Rabu, 28 Oktober 2009

Bambu sebagai material bangunan sederhana

PEMANFAATAN MATERIAL BAMBU SEBAGAI MATERIAL BANGUNAN
SEDERHANA DI DAERAH RAWAN GEMPA, Rizal Kurniady (15002147) dan
William (15002152), Program Studi Teknik Sipil, Fakultas Teknik Sipil dan
Lingkungan, Institut Teknologi Bandung, 2007.
Rumah tahan gempa dewasa ini bukanlah suatu bangunan yang terjangkau oleh
masyarakat secara mayoritas, yakni kalangan masyarakat bawah. Padahal
pembangunan rumah tahan gempa tidak memerlukan biaya yang besar, namun yang
diperlukan adalah penerapan konsep-konsep bangunan tahan gempa seperti
kontinuitas aliran beban, daktilitas, dan kekakuan struktur.
Meski dipandang rendah oleh kebanyakan orang, bambu mulai dilirik oleh kalangan
akademisi sebagai material bangunan alternatif. Kuat tarik yang setara dengan baja
lemah dan kuat tekan yang setara dengan beton serta harga yang relatif sangat murah
dibanding material lainnya membuat bambu sebagai material yang berpotensi besar
sebagai bahan bangunan.
○ ○ ○ ○
TUGAS ANDA → Sebutkan semua konsep bangunan tahan gempa yang disebutkan dalam teks tentang bambu sebagai material bangunan. Entri di bawah ini tidak diperlukan.

Butir dataset:
○ ○ ○ ○
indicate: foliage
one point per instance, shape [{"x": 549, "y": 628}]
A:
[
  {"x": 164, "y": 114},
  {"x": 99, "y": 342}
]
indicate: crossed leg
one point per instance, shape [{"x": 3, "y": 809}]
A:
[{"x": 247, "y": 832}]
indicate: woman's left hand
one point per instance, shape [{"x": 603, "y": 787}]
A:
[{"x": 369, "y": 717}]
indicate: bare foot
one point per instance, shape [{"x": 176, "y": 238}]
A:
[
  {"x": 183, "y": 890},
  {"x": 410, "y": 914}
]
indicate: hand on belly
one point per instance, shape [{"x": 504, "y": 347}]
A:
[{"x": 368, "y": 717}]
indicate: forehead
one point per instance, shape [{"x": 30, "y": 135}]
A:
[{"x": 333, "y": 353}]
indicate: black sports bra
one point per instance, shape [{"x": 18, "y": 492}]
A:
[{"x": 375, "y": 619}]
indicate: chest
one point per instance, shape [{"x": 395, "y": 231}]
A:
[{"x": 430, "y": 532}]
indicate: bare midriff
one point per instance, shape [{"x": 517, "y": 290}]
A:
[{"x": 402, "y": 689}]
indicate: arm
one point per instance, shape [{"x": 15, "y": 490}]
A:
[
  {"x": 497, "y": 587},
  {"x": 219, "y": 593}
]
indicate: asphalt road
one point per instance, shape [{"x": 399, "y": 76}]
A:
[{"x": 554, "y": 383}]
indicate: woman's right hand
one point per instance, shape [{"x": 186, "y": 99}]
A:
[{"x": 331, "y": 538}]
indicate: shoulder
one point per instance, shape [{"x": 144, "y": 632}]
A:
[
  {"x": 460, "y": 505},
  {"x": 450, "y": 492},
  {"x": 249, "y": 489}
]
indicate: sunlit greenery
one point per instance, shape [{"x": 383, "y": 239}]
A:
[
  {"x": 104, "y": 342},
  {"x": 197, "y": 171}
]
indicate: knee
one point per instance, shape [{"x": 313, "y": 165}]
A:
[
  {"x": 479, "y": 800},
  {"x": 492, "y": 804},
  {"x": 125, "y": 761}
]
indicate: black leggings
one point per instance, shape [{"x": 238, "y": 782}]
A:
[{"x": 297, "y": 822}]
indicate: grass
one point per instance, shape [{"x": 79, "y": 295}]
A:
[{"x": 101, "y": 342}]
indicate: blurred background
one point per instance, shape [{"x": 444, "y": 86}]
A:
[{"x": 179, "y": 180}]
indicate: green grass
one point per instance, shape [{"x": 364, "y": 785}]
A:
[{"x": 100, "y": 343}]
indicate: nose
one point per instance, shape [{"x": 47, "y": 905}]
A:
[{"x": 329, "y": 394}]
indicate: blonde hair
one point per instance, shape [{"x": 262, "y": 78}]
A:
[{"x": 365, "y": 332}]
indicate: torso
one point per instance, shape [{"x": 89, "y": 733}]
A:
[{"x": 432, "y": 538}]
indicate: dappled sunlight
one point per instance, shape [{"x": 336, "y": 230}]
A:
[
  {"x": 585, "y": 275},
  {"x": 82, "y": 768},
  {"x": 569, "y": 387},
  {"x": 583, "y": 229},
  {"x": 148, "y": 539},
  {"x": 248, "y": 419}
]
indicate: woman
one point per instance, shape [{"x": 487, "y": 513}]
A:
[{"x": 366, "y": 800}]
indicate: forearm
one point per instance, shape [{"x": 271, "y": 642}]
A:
○ ○ ○ ○
JAWABAN BENAR → Konsep bangunan tahan gempa yang disebutkan adalah kontinuitas aliran beban, daktilitas, dan kekakuan struktur.